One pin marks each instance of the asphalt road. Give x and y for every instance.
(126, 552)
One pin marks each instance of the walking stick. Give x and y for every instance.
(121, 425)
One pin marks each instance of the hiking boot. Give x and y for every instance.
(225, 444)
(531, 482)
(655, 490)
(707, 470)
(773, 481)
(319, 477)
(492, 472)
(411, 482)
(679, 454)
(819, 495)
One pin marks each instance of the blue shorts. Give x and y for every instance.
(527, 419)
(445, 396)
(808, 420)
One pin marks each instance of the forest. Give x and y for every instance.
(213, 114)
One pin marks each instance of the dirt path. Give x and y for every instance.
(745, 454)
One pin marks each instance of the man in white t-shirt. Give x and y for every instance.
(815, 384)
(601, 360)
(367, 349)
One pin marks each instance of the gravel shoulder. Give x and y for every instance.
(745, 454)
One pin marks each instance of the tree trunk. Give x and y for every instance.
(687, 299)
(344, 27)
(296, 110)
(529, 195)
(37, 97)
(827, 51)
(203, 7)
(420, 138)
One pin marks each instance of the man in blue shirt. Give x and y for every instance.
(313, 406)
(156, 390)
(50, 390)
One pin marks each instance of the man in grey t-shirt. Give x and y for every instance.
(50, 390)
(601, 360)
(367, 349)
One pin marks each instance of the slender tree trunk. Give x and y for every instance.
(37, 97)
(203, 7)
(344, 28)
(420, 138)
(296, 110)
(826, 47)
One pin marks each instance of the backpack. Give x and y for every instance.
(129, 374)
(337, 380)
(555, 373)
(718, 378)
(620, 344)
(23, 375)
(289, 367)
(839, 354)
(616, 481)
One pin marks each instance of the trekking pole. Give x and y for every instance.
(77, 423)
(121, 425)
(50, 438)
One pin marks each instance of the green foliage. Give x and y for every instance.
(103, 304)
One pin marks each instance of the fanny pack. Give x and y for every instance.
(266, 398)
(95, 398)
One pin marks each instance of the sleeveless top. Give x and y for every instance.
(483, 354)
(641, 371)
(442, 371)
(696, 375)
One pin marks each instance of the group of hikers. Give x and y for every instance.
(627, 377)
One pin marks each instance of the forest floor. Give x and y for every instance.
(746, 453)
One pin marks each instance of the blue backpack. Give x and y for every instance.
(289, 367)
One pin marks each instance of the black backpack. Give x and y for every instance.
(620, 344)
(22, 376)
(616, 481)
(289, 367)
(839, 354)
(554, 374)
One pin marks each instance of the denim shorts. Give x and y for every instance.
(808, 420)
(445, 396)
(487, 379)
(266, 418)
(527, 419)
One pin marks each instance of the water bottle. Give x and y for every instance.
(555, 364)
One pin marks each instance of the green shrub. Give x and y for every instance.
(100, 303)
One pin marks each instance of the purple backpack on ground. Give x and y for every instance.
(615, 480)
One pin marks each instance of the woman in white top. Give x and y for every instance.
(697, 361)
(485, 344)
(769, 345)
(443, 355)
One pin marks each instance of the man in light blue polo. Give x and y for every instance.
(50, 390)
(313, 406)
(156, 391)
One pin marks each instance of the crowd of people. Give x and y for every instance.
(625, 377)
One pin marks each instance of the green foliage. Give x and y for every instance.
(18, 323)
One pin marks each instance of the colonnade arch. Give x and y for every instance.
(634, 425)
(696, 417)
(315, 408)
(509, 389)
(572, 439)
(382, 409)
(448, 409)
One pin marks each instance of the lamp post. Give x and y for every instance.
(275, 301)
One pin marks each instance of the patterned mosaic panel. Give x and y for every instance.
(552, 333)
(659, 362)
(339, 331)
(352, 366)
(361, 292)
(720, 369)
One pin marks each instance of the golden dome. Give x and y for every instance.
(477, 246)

┄┄┄┄┄┄┄┄┄┄

- _GIVEN PROBLEM_:
Transcribe all of the material above, line for line, without changing a word.

- _RESULT OF THIS EXERCISE_:
One pin marks each instance of the asphalt road. Give x and y for every instance.
(126, 552)
One pin marks each instance of the walking stick. Give x and y for every instance.
(121, 425)
One pin marks each instance of the hiking boot. Give x and y for every instance.
(225, 444)
(531, 482)
(655, 490)
(707, 470)
(773, 481)
(319, 477)
(492, 472)
(411, 482)
(679, 454)
(819, 495)
One pin marks each instance of the blue shorts. Give x and y for every instance.
(527, 419)
(445, 396)
(808, 420)
One pin marks each instance of the forest. Give x and y for every instance.
(213, 114)
One pin marks each instance of the dirt path. Give x and y for every instance.
(745, 454)
One pin marks each instance of the man in white t-shirt. Give x and y for every instance.
(815, 384)
(601, 360)
(367, 349)
One pin marks each instance of the gravel shoulder. Give x and y for every instance.
(745, 454)
One pin marks each instance of the tree trunk. Give x and y for every instance.
(687, 299)
(344, 27)
(296, 110)
(529, 195)
(37, 97)
(827, 51)
(203, 7)
(420, 138)
One pin marks each instance of the man in blue shirt. Give x and y for every instance.
(313, 406)
(156, 390)
(50, 390)
One pin marks each instance of the man in grey t-shirt. Give x and y for every instance.
(50, 390)
(601, 360)
(367, 349)
One pin marks each instance of the slender tree trunk. Give x and y for every instance.
(37, 97)
(203, 7)
(344, 28)
(420, 138)
(296, 110)
(826, 47)
One pin marks each instance of the backpack. Give x and y for every instance.
(129, 374)
(337, 380)
(555, 373)
(718, 378)
(620, 344)
(23, 375)
(289, 367)
(839, 354)
(616, 481)
One pin marks each instance of the trekking pole. Give x and y for every instance.
(77, 423)
(121, 425)
(50, 438)
One pin marks each instance of the green foliage. Give x and y for every instance.
(103, 304)
One pin marks each instance of the fanny pack. Give x and y for every instance.
(266, 398)
(95, 398)
One pin marks each instance of the sleeveless top. Give x and y for every instance.
(483, 354)
(641, 371)
(442, 371)
(696, 375)
One pin marks each instance of the group of hikers. Give x and y for every instance.
(627, 377)
One pin marks each instance of the forest floor. Give x and y for every instance.
(746, 453)
One pin marks each instance of the blue backpack. Give x and y for every instance.
(289, 367)
One pin marks each instance of the black backpack. Give x and y for every instance.
(620, 344)
(22, 376)
(616, 481)
(289, 367)
(839, 354)
(554, 374)
One pin marks each instance of the denim shorts. Give x and y for every instance.
(808, 420)
(445, 396)
(487, 379)
(266, 418)
(527, 419)
One pin marks each instance of the water bottle. Give x and y for every instance.
(555, 364)
One pin marks each instance of the green shrub. Give x and y for every instance.
(100, 303)
One pin marks each instance of the purple backpack on ground. Give x and y for every instance.
(615, 480)
One pin marks each instance of the woman in white top. Give x and y for every instance.
(697, 361)
(485, 344)
(769, 345)
(443, 355)
One pin marks each instance of the man in light blue polo. Give x and y for every instance.
(50, 390)
(313, 406)
(156, 391)
One pin marks each instance of the crowd of people. Give x and y for every instance.
(625, 377)
One pin marks each instance of the green foliage. Give x and y for every instance.
(18, 323)
One pin marks each instance of the colonnade arch. Give x and y for every instance.
(634, 425)
(696, 417)
(315, 408)
(509, 389)
(572, 439)
(382, 409)
(448, 409)
One pin marks each instance of the lamp post. Give x and y for every instance.
(275, 301)
One pin marks each instance of the patterned mosaic panel. Give x and y for every instance.
(552, 333)
(659, 362)
(339, 331)
(352, 366)
(361, 292)
(720, 369)
One pin marks each instance of the golden dome. Give x and y for every instance.
(477, 246)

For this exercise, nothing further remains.